**What needs to be done**
Each line of the material below should be reproduced exactly.

**Records to use**
------------

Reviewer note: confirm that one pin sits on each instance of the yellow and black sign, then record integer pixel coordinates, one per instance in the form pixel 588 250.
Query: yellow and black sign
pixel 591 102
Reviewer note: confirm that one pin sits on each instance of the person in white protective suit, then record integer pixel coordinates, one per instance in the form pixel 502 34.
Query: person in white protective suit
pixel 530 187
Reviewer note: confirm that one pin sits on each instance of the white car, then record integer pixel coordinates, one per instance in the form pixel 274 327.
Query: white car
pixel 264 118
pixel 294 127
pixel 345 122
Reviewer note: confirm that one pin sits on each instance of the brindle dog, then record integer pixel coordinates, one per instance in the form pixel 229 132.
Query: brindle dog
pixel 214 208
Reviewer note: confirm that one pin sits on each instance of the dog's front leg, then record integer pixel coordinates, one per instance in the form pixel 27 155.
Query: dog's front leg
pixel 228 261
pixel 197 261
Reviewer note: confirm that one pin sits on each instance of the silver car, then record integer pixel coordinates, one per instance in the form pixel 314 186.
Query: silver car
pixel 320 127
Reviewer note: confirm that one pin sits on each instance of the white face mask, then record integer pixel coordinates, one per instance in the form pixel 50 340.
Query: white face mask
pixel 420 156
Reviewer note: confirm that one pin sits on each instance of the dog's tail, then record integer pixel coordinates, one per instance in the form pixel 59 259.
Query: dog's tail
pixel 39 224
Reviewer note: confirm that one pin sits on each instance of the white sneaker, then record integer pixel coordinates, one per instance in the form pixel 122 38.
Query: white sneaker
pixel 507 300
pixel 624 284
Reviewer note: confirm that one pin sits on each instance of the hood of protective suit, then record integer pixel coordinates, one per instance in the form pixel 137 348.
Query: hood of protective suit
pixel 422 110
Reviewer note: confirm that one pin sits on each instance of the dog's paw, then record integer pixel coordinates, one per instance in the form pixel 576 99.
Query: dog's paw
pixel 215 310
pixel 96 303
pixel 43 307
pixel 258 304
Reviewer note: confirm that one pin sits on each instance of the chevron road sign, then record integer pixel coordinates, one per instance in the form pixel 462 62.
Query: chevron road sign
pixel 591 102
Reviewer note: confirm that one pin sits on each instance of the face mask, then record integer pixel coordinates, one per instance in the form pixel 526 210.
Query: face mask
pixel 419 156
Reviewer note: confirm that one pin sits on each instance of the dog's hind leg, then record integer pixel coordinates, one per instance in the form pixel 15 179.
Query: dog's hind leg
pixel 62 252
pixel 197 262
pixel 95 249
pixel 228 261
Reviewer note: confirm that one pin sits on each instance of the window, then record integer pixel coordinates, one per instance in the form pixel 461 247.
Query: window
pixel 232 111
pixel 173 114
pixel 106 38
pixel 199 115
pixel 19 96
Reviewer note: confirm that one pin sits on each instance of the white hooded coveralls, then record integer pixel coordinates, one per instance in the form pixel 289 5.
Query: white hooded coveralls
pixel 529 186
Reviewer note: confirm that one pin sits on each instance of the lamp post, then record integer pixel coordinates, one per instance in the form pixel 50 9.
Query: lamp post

------------

**Correct output**
Reviewer note: confirm that one pin sits on each instance of the yellow and black sign, then record integer pixel coordinates, one per instance in the form pixel 588 250.
Query: yellow and black sign
pixel 591 102
Reviewer note: confirm that one pin sits on each instance of the person in white protective suit, then record integer pixel coordinates, one per instance in the form pixel 502 34.
Query: person in white protective suit
pixel 530 187
Reviewer note: confirm that one pin sits on each instance of the white car, then record integer pixel coordinates, one per instance in the form pixel 274 327.
Query: white car
pixel 264 118
pixel 294 127
pixel 345 122
Reviewer note: confirm that one pin sits on each instance of the brindle dog, then record integer pixel coordinates, one per instance in the form pixel 229 132.
Query: brindle dog
pixel 214 208
Reviewer note: confirm that one pin sits on each instance of the dog's front leg, then record integer pixel coordinates, one per instance in the form pixel 27 155.
Query: dog's front leg
pixel 228 261
pixel 197 261
Reviewer note: confirm that one pin sits on each instance of the silver car, then record integer pixel coordinates, one per instance in the form pixel 314 186.
Query: silver car
pixel 320 127
Reviewer note: confirm that one pin sits on each instance of the white face mask, then record integer pixel coordinates, one per instance in the form pixel 50 340.
Query: white face mask
pixel 420 156
Reviewer note: confirm that one pin sits on each instance of the dog's tail, then record integer pixel coordinates, one per instance in the form pixel 59 259.
Query: dog's tail
pixel 39 224
Reviewer note: confirm that one pin sits on each instance of the white sneaker, then record integer pixel coordinates, one per instance in the form pixel 122 38.
Query: white sneaker
pixel 507 300
pixel 624 284
Reviewer note: confirm that one pin sits on each instance of the hood of protective suit, then record integer pixel coordinates, one per instance in the form pixel 137 348.
Query: hood of protective suit
pixel 422 110
Reviewer note: confirm that one pin sits on each instance of the dog's paw, then record integer pixel coordinates, one per instance in the form pixel 576 99.
Query: dog's paw
pixel 215 310
pixel 96 303
pixel 43 307
pixel 258 304
Reviewer note: confirm that one pin sits on each instance of the chevron road sign, then record integer pixel coordinates, one per instance in the form pixel 462 62.
Query: chevron road sign
pixel 591 102
Reviewer note: confirm that one pin sits on each instance of the face mask, then record integer pixel coordinates, one per instance in the form pixel 526 210.
Query: face mask
pixel 419 156
Reviewer note: confirm that one pin sits on each instance of the dog's hind leg, then record integer pixel coordinates, one per instance in the form pixel 15 179.
Query: dog's hind leg
pixel 62 252
pixel 197 262
pixel 95 249
pixel 228 261
Reviewer note: confirm that one pin sits on each instance of the window, then record integer pixel coordinates, one per instance in the form pixel 461 247.
Query: window
pixel 232 111
pixel 173 114
pixel 106 38
pixel 199 115
pixel 19 96
Reviewer note: confirm that one pin sits on each instance of the white hooded coveralls, then record integer pixel coordinates, one per instance in the form pixel 289 5.
Query: white hooded coveralls
pixel 529 186
Reviewer note: confirm that one pin sits on each instance of the lamp post, then record integer pixel coordinates, one per instance in the form pixel 50 9.
Query: lamp post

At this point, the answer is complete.